**INSTRUCTION**
Report every line of the entries below that contains the string "jacket", copying each such line in full. Treat the match as case-sensitive.

**DATA LINES**
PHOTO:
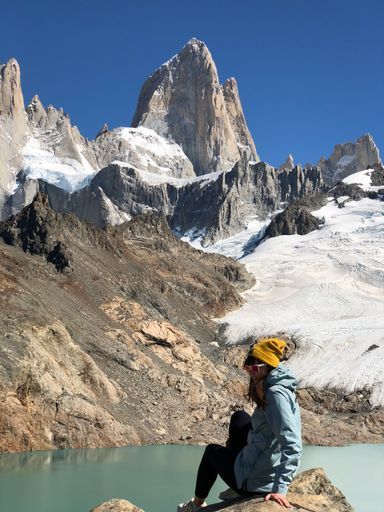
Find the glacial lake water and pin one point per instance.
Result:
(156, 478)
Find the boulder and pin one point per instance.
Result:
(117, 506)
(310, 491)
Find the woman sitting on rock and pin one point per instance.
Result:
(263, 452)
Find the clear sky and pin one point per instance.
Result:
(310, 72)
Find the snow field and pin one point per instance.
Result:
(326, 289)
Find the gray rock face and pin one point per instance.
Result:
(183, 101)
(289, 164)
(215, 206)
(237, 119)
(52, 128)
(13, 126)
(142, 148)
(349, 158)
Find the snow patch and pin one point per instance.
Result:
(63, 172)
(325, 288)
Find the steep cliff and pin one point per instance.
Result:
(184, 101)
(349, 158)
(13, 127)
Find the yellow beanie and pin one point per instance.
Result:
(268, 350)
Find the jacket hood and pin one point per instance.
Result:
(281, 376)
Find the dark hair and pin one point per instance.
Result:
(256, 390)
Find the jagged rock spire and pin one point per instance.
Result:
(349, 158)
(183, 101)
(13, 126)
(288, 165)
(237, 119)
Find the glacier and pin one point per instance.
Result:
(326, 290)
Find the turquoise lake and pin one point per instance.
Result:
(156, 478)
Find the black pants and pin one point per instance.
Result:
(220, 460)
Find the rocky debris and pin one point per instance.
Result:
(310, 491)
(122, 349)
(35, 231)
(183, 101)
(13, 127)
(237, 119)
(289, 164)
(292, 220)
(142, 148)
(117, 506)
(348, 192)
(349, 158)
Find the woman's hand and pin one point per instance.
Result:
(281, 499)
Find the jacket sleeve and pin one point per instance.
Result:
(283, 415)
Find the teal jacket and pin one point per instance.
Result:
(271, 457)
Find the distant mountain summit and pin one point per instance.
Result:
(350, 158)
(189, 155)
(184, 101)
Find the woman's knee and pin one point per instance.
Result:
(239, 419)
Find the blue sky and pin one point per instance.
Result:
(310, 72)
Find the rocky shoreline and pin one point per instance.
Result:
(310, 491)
* * *
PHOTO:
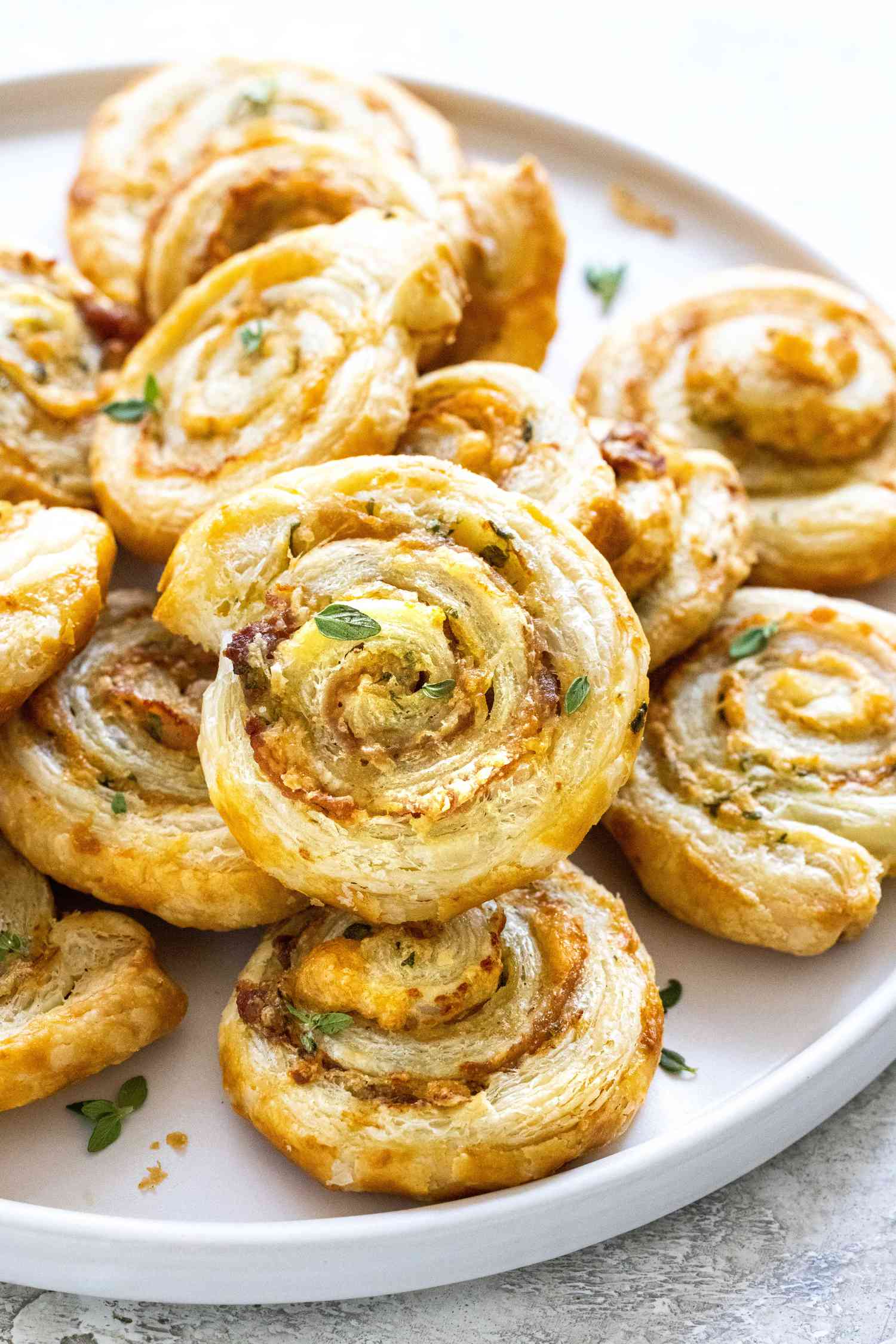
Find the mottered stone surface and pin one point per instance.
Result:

**FULL ANSWER**
Find the jacket hood and pin one point per instance.
Find the jacket sleeve and pin one point per instance.
Find the teal jacket and pin one point per instance.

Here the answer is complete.